▶ **Schriftliche Anweisung**
Ändere im gesamten Material jedes „inside_test“ in „fill_rule“ und gib die Zeilen sonst unverändert wieder. Lass die Bilder in der Antwort weg.

(Datensätze zur Konturannotation)
"""

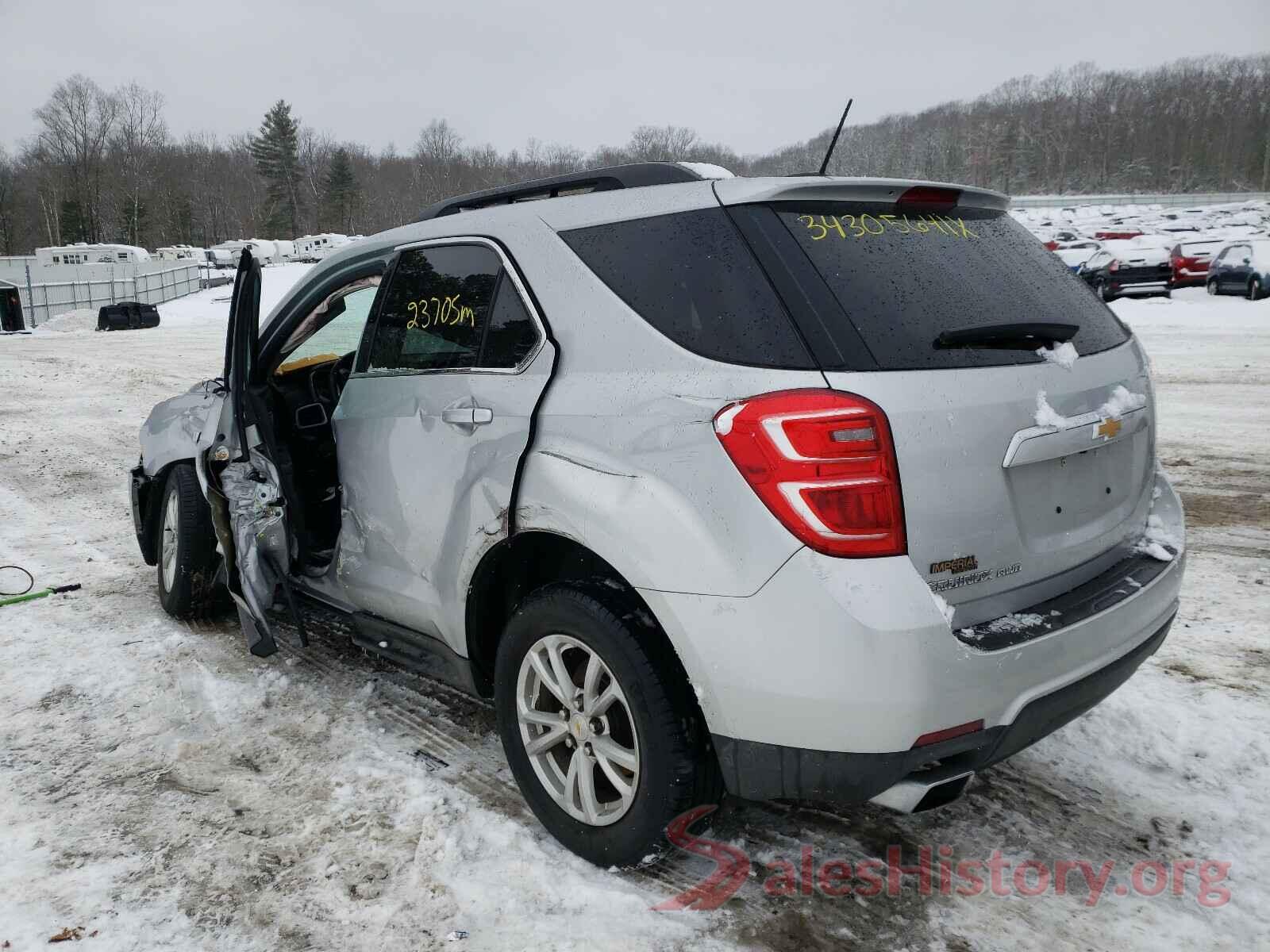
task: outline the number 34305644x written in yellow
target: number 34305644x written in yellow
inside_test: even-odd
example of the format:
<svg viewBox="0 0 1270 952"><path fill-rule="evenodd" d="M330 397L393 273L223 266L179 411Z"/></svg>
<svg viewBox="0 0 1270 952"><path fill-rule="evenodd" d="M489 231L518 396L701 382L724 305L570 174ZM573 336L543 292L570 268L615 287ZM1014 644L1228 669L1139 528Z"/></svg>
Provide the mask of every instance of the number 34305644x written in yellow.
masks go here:
<svg viewBox="0 0 1270 952"><path fill-rule="evenodd" d="M829 235L839 239L862 239L870 235L942 235L954 239L979 237L961 218L946 215L800 215L798 218L812 232L813 241Z"/></svg>

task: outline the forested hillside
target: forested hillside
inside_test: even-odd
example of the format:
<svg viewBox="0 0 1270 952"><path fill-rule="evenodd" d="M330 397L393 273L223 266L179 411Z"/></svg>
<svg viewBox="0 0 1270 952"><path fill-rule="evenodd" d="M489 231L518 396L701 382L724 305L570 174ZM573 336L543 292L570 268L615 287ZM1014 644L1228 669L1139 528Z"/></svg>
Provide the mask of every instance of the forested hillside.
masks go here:
<svg viewBox="0 0 1270 952"><path fill-rule="evenodd" d="M279 90L284 93L286 90ZM857 99L867 89L843 90ZM827 119L834 117L826 117ZM231 237L370 234L446 195L624 161L682 159L738 174L815 170L831 129L739 156L690 128L640 126L583 152L530 141L499 152L419 117L409 151L372 152L291 116L253 133L173 136L161 91L71 76L36 110L37 135L0 149L0 254L71 241L149 248ZM1270 55L1181 60L1139 72L1081 63L973 102L848 124L836 174L931 178L1013 194L1270 189Z"/></svg>

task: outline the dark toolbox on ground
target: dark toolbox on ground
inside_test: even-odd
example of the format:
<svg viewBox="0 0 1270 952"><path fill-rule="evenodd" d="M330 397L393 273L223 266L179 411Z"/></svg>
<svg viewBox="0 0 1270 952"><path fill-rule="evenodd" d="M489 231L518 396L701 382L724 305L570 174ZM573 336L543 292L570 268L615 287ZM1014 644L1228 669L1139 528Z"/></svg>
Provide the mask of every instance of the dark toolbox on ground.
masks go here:
<svg viewBox="0 0 1270 952"><path fill-rule="evenodd" d="M159 308L136 301L105 305L97 312L98 330L140 330L159 326Z"/></svg>

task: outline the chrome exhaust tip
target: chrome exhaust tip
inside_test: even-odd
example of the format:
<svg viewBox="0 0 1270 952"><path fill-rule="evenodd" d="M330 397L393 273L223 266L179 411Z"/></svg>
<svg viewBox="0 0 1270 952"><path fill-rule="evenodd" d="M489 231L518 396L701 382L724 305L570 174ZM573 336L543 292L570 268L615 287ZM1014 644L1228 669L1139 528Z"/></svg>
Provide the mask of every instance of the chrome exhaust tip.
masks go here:
<svg viewBox="0 0 1270 952"><path fill-rule="evenodd" d="M922 770L909 774L894 787L888 787L870 803L878 803L900 814L919 814L960 798L974 770L940 774L940 770Z"/></svg>

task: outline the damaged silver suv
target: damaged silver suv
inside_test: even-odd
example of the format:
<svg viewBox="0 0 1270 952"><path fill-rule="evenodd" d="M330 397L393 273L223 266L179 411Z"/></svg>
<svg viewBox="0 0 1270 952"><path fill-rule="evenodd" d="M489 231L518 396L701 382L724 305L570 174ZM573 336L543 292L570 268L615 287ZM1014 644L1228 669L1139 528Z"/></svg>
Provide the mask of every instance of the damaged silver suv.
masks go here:
<svg viewBox="0 0 1270 952"><path fill-rule="evenodd" d="M726 788L923 810L1165 638L1138 341L1003 195L649 164L316 265L132 472L166 611L306 605L493 698L535 814L638 862ZM542 201L531 201L542 199Z"/></svg>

"""

▶ **Antwort unten**
task: outline the number 34305644x written in yellow
target: number 34305644x written in yellow
fill_rule: even-odd
example of the format:
<svg viewBox="0 0 1270 952"><path fill-rule="evenodd" d="M330 397L393 273L223 266L179 411Z"/></svg>
<svg viewBox="0 0 1270 952"><path fill-rule="evenodd" d="M489 231L518 396L701 382L724 305L570 174ZM573 336L543 292L570 268L615 287ZM1014 644L1228 669L1139 528Z"/></svg>
Provide the mask of every instance of the number 34305644x written in yellow.
masks go here:
<svg viewBox="0 0 1270 952"><path fill-rule="evenodd" d="M829 235L839 239L862 239L870 235L942 235L954 239L979 237L961 218L946 215L800 215L798 218L812 232L813 241Z"/></svg>

task: outline the forested hillside
target: forested hillside
fill_rule: even-odd
example of the format:
<svg viewBox="0 0 1270 952"><path fill-rule="evenodd" d="M330 397L393 273L223 266L179 411Z"/></svg>
<svg viewBox="0 0 1270 952"><path fill-rule="evenodd" d="M489 231L518 396L701 382L724 305L570 174ZM573 336L543 292L570 268L615 287ZM1014 644L1228 669L1139 528Z"/></svg>
Provide the mask of every instance of the forested hillside.
masks go here:
<svg viewBox="0 0 1270 952"><path fill-rule="evenodd" d="M279 90L284 93L286 90ZM857 99L867 89L843 90ZM827 119L834 117L826 117ZM231 237L370 234L446 195L624 161L682 159L738 174L815 170L831 129L739 156L690 128L640 126L583 152L530 141L499 152L419 117L409 151L372 152L291 116L253 133L173 136L161 91L71 76L36 110L37 135L0 149L0 254L71 241L149 248ZM1270 55L1181 60L1139 72L1081 63L973 102L848 124L836 174L931 178L1013 194L1270 189Z"/></svg>

task: outline the dark toolbox on ground
target: dark toolbox on ground
fill_rule: even-odd
example of the format:
<svg viewBox="0 0 1270 952"><path fill-rule="evenodd" d="M330 397L393 273L223 266L179 411Z"/></svg>
<svg viewBox="0 0 1270 952"><path fill-rule="evenodd" d="M489 231L518 396L701 382L724 305L570 174ZM573 336L543 292L570 268L615 287ZM1014 644L1228 669L1139 528Z"/></svg>
Provide the mask of every instance of the dark toolbox on ground.
masks go here:
<svg viewBox="0 0 1270 952"><path fill-rule="evenodd" d="M159 308L136 301L105 305L97 312L98 330L140 330L159 326Z"/></svg>

task: outline the chrome exhaust tip
target: chrome exhaust tip
fill_rule: even-odd
example of the format:
<svg viewBox="0 0 1270 952"><path fill-rule="evenodd" d="M330 397L393 273L223 266L179 411Z"/></svg>
<svg viewBox="0 0 1270 952"><path fill-rule="evenodd" d="M489 231L518 396L701 382L724 305L570 174ZM573 336L543 292L570 268L615 287ZM1014 644L1228 669L1139 528Z"/></svg>
Provide the mask of every instance of the chrome exhaust tip.
masks go here:
<svg viewBox="0 0 1270 952"><path fill-rule="evenodd" d="M922 770L909 774L894 787L888 787L870 803L878 803L900 814L919 814L960 798L974 770L940 774L940 770Z"/></svg>

task: outline the damaged silver suv
target: damaged silver suv
fill_rule: even-odd
example of the format:
<svg viewBox="0 0 1270 952"><path fill-rule="evenodd" d="M330 397L393 273L223 266L179 411Z"/></svg>
<svg viewBox="0 0 1270 952"><path fill-rule="evenodd" d="M489 231L518 396L701 382L724 305L570 174ZM573 336L543 292L570 268L615 287ZM1014 644L1228 669L1139 528Z"/></svg>
Provide the mask of every instance of the damaged silver suv.
masks go here:
<svg viewBox="0 0 1270 952"><path fill-rule="evenodd" d="M726 788L923 810L1165 638L1138 341L1003 195L649 164L316 265L132 472L166 611L306 605L493 698L535 814L638 862ZM542 201L531 201L542 199Z"/></svg>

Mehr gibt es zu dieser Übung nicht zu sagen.